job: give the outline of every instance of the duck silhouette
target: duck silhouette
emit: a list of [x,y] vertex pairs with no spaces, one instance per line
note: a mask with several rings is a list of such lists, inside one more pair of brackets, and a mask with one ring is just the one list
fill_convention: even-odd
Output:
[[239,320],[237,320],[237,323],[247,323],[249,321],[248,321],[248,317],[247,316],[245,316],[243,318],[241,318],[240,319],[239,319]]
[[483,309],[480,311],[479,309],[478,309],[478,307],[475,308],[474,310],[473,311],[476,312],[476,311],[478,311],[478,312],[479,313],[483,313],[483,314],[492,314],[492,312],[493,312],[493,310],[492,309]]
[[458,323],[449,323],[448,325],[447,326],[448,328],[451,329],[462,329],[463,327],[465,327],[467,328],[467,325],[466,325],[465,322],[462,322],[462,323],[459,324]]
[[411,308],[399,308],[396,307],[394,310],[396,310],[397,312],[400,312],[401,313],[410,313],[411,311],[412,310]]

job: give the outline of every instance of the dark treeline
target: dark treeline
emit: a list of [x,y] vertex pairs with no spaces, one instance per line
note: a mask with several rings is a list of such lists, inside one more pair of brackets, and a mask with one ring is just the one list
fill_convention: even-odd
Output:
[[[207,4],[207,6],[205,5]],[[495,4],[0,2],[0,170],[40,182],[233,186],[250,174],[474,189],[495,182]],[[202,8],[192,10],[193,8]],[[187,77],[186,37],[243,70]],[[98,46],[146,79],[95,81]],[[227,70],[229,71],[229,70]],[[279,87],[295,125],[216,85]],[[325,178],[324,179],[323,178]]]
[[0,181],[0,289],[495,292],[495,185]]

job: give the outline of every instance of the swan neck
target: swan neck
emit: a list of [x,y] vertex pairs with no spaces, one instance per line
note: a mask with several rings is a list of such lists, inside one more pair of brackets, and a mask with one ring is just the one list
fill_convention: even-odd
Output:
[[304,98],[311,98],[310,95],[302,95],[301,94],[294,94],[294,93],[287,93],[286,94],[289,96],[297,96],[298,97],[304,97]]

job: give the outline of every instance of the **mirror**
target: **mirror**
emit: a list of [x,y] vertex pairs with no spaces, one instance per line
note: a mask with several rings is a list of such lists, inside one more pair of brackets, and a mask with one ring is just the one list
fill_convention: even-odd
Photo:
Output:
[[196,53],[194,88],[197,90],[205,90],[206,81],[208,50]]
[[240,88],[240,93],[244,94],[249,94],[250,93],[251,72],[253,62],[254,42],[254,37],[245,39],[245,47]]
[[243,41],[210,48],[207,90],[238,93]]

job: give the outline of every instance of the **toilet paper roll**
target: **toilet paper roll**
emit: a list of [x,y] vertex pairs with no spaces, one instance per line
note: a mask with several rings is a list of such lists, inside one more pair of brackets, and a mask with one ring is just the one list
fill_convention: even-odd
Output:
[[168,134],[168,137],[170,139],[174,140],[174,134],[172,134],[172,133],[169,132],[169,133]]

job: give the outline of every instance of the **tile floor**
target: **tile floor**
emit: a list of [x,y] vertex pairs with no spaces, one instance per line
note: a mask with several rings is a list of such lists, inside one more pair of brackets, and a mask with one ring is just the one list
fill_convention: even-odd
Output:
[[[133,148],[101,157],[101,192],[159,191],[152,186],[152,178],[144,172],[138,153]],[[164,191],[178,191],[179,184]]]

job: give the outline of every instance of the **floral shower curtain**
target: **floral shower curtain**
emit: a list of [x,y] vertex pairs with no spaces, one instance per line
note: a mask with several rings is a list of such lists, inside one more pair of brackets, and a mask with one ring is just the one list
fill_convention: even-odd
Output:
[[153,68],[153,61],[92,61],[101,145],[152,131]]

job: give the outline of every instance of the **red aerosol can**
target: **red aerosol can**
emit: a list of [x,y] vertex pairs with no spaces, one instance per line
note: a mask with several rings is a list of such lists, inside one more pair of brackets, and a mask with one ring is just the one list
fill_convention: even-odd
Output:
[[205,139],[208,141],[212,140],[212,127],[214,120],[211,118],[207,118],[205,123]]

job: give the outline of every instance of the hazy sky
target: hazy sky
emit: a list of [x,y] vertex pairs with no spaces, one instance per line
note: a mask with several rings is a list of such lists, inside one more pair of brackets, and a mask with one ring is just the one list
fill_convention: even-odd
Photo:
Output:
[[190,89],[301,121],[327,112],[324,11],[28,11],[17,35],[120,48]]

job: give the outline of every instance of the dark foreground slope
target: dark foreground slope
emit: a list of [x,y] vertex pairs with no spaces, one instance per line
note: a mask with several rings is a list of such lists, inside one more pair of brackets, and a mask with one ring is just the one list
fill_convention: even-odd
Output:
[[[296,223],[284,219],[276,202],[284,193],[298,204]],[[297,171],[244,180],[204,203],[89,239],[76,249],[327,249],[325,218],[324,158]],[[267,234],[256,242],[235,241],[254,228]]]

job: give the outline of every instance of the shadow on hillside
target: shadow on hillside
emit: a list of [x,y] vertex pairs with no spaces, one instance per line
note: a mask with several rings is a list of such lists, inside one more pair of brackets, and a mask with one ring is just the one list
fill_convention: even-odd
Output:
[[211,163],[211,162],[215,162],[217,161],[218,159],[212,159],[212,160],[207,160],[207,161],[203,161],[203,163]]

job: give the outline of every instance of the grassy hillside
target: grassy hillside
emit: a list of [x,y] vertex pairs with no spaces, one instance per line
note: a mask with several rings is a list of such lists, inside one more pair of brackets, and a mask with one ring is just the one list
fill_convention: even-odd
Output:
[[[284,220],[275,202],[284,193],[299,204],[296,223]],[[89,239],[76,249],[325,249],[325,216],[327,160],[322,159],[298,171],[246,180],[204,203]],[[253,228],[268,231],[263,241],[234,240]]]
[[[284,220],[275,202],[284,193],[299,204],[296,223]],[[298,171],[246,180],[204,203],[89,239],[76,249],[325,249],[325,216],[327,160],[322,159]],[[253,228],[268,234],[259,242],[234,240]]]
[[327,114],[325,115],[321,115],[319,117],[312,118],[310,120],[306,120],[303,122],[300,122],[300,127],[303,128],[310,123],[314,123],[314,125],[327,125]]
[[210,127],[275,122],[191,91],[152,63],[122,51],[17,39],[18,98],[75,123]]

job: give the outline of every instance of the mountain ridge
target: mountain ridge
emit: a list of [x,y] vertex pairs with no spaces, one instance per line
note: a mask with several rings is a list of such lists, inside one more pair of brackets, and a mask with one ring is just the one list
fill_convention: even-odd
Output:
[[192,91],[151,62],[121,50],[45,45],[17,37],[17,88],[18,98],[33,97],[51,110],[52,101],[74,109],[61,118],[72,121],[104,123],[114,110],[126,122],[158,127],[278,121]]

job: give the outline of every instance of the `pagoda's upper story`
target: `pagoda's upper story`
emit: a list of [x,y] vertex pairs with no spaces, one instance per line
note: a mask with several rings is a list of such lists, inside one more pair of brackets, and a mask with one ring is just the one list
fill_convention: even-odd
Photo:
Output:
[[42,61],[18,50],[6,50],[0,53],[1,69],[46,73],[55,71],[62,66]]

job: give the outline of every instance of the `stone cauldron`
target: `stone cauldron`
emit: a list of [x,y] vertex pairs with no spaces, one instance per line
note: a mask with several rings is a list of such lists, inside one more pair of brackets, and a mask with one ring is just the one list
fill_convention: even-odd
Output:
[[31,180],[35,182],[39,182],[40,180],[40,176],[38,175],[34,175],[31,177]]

+ + + + +

▶ Exercise prompt
Shift every x and y coordinate in the answers by -93, then write out the items again from the start of the records to the line with "[[0,181],[0,289],[495,292],[495,185]]", keeping everything except those coordinates unchanged.

▶ Exercise solution
job: give the outline of every instance of the duck silhouette
target: duck silhouette
emit: a list of [x,y] vertex pairs with no spaces, one instance per line
note: a mask with several rings is a list of such lists, inside one more pair of brackets, and a mask with one ring is just the one list
fill_convention: even-odd
Output:
[[146,227],[144,227],[144,230],[154,230],[156,228],[155,228],[155,224],[154,223],[152,223],[150,225],[148,225],[147,226],[146,226]]
[[390,216],[387,218],[386,216],[385,216],[385,214],[382,215],[381,217],[380,218],[383,219],[383,218],[385,218],[385,219],[386,220],[390,220],[390,221],[399,221],[399,219],[400,219],[400,217],[399,216]]
[[365,230],[356,230],[355,232],[354,233],[355,235],[358,236],[369,236],[370,234],[372,234],[374,235],[374,232],[373,232],[372,229],[369,229],[369,230],[366,231]]
[[318,215],[306,215],[303,214],[301,217],[303,217],[304,219],[307,219],[308,220],[317,220],[318,218],[319,217]]

job: give the outline of every instance of the dark treeline
target: dark treeline
emit: a list of [x,y] vertex pairs with no spaces, one instance per line
note: a mask with several rings is a list of such lists, inside one more pair of brackets, and a mask with one ring is just the one list
fill_convention: even-odd
Output:
[[[114,-89],[114,-87],[112,-88]],[[402,-89],[-93,-91],[-93,77],[-53,89],[140,93],[157,81],[381,96],[402,89]],[[109,-85],[99,-83],[100,-85]],[[94,-16],[93,-56],[150,-23]],[[5,-47],[53,-14],[2,-12]],[[134,-23],[136,-22],[136,-23]],[[186,-6],[202,32],[123,-8]],[[232,85],[231,86],[230,85]]]
[[-93,88],[-93,196],[402,199],[402,92]]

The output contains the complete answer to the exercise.